***** Source information

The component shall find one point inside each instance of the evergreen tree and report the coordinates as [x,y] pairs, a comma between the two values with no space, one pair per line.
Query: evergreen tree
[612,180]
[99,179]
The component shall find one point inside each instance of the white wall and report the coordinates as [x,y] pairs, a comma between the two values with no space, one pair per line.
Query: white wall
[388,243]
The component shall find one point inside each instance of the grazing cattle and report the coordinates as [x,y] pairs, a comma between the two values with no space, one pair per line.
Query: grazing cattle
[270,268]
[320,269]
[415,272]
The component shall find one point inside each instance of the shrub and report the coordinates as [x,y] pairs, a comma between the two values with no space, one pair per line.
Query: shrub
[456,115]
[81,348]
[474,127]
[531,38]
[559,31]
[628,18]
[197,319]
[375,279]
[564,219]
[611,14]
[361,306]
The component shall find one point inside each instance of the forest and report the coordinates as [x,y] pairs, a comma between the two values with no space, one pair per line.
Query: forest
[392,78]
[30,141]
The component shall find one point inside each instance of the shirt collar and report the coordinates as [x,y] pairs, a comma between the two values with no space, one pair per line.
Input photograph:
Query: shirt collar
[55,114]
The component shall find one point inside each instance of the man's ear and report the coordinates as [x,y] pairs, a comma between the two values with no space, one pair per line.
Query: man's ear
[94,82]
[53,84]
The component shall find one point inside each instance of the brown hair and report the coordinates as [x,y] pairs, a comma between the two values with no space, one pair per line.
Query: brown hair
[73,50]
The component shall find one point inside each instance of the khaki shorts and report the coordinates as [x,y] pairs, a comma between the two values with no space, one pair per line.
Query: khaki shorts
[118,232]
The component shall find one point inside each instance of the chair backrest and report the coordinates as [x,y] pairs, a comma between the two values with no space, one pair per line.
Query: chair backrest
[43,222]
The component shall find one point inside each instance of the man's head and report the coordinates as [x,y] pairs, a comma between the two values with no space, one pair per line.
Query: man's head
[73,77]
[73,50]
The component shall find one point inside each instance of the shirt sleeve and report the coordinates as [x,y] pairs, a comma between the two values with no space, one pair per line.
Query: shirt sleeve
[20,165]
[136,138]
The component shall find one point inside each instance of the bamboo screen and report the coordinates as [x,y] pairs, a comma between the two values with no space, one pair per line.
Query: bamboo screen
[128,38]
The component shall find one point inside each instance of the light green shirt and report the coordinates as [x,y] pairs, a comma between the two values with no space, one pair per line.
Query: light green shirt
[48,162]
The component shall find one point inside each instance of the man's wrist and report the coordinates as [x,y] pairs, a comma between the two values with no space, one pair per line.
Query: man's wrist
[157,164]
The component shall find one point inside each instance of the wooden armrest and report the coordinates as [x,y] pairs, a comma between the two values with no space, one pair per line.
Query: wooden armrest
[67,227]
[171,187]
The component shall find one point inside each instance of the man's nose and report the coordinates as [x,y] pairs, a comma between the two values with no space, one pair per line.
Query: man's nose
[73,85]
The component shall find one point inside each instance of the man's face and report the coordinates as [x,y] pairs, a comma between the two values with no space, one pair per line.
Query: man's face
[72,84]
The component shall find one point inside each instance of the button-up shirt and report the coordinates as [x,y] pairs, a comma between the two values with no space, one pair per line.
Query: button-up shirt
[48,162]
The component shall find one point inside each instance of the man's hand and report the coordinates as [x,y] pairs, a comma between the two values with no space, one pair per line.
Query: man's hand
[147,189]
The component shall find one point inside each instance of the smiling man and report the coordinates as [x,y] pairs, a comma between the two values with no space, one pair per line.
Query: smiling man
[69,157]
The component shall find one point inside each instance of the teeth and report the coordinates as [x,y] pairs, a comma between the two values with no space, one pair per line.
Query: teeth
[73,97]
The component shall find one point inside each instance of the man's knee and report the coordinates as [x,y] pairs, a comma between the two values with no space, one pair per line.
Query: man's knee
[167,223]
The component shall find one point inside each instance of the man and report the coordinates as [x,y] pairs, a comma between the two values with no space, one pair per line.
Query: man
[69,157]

**********

:: Task brief ::
Reproduce the line containing "of the teeth" and every line after it. Stop at the last line of the records, and add nothing.

:: Expected answer ::
The component shall find one point inside each instance of the teeth and report the coordinates as [x,y] pairs, a comma between the two values with no space, one pair per line.
Query: teeth
[73,97]
The component shall find one point inside each instance of the man's knee and report the coordinates as [x,y] pairs, a comma between the two values with no space, one pair per line.
Query: man's knee
[167,223]
The component shall find one point inside each instance of the man and report the coordinates as [x,y] pairs, a comma between the two values with no space, one pair per line.
Query: man
[69,157]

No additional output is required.